Stated problem - From the text on advice generators, print the stretch that starts at the words "All of the above" and stops after "Formative Experiments.". Keep every word as it appears there.

Document -
· · ·
Our implementation presents the selected snippet in a pop-up dialog. A better approach might be to show
users the web page containing the source information, or, for students requiring more scaffolding, to
temporarily display the relevant portion of the expert graph. Presentation could also be sensitive to
whether or not the student has viewed the source web page.
All of the above strategies are advice generators; it remains for the preference mechanism
discussed previously to decide when the generated advice is actually worth giving. One preference was
added to promote expert path advice over others, because this advice is more specific to the situation at
hand than the evidence-pattern advice. This arbitration scheme can easily be extended to manage
additional sources of advice.
Formative Experiments.
· · ·
Data provided -

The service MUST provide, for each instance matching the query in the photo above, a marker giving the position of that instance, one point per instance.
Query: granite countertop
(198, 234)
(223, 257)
· · ·
Finished task -
All of the above strategies are advice generators; it remains for the preference mechanism
discussed previously to decide when the generated advice is actually worth giving. One preference was
added to promote expert path advice over others, because this advice is more specific to the situation at
hand than the evidence-pattern advice. This arbitration scheme can easily be extended to manage
additional sources of advice.
Formative Experiments.